──────── ИСХОДНЫЙ ТЕКСТ ────────

Потом началась перепалка по вопросу о гласности или негласности влияния комсомола. Один из студентов убеждал, что влияние комсомола на общую студенческую массу должно быть негласным, ибо иначе на первых порах слово "комсомолец" будет слишком многих отпугивать. Студент, который только что произнес столь решительную речь о реорганизации университета, неожиданно для меня поддержал его:
- У нас много студентов, которые изучают марксизм и являются марксистами, но не приходят сюда, боясь названия "коммунист" и "комсомолец", и нам нужно поэтому называться не комсомольской организацией, а как-нибудь иначе.
Остальные горячо поднялись против этого предложения. Один из тихо сидевших до этого студентов сказал, что комсомол должен называться тем, что он есть.
- Кто придет в этом случае, пусть придет, а кто не придет, пусть не приходит.

──────── МАТЕРИАЛ ДЛЯ ПРОВЕРКИ ────────

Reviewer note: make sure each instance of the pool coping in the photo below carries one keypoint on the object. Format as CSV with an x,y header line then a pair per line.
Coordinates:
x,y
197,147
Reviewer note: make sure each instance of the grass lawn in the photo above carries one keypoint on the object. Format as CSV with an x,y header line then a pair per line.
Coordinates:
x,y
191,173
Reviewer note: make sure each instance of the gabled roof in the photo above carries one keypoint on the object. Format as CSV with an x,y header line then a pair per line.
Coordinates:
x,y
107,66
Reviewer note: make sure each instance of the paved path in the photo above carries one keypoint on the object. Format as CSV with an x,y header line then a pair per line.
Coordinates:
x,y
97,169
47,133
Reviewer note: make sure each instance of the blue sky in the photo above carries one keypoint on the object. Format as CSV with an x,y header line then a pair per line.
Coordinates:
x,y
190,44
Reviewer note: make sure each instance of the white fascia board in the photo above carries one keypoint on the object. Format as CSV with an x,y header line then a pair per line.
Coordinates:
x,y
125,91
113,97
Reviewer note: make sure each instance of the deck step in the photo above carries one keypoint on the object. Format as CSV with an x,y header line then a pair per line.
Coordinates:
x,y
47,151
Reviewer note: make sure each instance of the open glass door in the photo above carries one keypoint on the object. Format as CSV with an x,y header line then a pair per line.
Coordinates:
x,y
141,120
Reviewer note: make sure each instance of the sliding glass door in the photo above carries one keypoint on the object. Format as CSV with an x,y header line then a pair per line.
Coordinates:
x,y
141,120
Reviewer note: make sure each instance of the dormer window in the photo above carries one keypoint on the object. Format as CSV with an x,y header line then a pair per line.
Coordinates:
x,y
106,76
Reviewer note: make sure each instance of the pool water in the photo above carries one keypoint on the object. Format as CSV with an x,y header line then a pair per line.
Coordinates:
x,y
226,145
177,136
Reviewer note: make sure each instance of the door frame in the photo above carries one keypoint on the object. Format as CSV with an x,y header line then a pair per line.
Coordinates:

────────

» **ЗАДАНИЕ**:
Почему, по мнению одного из студентов в тексте о спорах вокруг комсомола, влияние комсомола на студенческую массу должно быть негласным?

» **РЕШЕНИЕ**:
Иначе на первых порах слово «комсомолец» будет отпугивать слишком многих.